→ **EXERCISE**:
Examine the data below and state how many lines contain "apartment", offering no other words.

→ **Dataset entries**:
####

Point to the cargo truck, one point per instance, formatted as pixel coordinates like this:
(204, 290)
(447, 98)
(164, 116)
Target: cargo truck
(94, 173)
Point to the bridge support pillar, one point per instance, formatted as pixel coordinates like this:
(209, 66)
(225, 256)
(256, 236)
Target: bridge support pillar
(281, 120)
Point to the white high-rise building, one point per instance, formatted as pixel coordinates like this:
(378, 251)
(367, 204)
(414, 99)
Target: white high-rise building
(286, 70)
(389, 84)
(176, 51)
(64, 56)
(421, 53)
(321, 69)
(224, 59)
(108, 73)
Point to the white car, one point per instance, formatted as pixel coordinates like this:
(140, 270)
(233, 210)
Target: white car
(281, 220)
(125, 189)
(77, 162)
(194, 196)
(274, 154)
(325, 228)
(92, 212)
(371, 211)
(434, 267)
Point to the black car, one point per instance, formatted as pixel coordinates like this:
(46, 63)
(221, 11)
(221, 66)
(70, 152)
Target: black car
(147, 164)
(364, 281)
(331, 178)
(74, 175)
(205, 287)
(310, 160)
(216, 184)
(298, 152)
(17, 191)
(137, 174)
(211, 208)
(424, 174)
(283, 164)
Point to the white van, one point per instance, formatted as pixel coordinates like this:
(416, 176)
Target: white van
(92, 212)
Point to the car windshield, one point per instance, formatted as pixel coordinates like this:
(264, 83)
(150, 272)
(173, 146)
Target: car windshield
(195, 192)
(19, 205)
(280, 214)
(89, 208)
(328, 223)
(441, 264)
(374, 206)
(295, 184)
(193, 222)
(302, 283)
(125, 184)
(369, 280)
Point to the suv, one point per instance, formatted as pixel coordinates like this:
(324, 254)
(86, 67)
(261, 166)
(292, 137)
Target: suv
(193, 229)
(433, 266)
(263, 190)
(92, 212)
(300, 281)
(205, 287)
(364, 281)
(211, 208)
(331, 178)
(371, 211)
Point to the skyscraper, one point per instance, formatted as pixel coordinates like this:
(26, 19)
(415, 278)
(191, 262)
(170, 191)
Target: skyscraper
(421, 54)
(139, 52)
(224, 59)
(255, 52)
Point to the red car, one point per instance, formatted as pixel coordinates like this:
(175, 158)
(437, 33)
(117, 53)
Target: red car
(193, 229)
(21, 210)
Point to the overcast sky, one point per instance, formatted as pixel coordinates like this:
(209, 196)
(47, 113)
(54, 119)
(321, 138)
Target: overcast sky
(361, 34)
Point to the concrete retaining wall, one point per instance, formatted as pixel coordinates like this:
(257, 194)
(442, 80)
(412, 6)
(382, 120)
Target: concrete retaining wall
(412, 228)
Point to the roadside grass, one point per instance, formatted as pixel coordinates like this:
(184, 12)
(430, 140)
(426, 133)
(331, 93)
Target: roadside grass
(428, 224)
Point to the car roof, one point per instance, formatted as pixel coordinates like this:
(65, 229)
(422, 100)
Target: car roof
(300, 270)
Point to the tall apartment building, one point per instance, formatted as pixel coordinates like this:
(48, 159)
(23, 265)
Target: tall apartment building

####

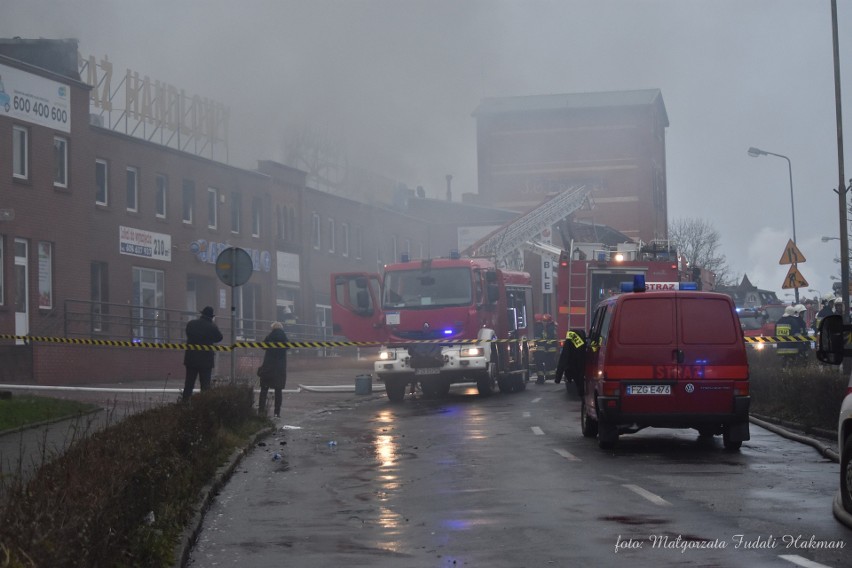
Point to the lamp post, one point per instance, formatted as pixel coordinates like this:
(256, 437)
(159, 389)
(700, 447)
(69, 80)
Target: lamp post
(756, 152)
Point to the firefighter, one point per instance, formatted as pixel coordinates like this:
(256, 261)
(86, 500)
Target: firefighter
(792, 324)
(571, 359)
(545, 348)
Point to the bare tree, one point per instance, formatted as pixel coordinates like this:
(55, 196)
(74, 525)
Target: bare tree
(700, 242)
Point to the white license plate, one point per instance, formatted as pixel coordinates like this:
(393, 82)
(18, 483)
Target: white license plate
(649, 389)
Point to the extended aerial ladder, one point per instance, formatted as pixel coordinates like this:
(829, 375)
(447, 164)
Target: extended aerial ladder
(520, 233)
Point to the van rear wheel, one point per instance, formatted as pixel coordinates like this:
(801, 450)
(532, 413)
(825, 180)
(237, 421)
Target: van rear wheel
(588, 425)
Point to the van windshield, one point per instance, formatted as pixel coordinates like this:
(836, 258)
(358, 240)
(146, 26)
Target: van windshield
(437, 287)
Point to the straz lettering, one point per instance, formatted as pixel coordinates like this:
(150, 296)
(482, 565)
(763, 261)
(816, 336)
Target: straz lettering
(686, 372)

####

→ **ANSWER TO THIS EXERCISE**:
2